[Begin Material for this task]
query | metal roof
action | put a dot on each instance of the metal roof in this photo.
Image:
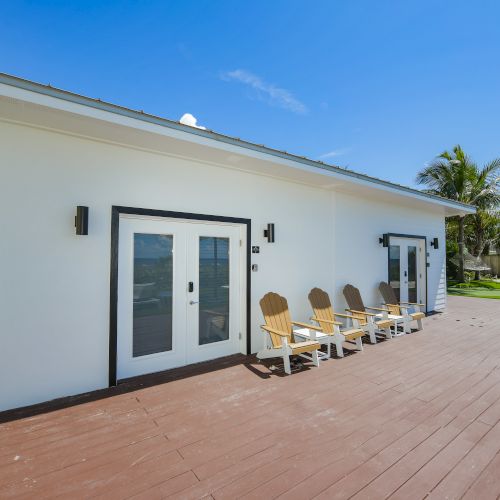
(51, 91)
[End Material for this task]
[Begin Material for this task]
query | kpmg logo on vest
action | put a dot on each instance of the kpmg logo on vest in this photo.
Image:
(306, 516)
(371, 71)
[End Material for this task]
- **Exercise requirements**
State how many of the rows above contain the word "vest", giving only the number.

- **Answer for the task**
2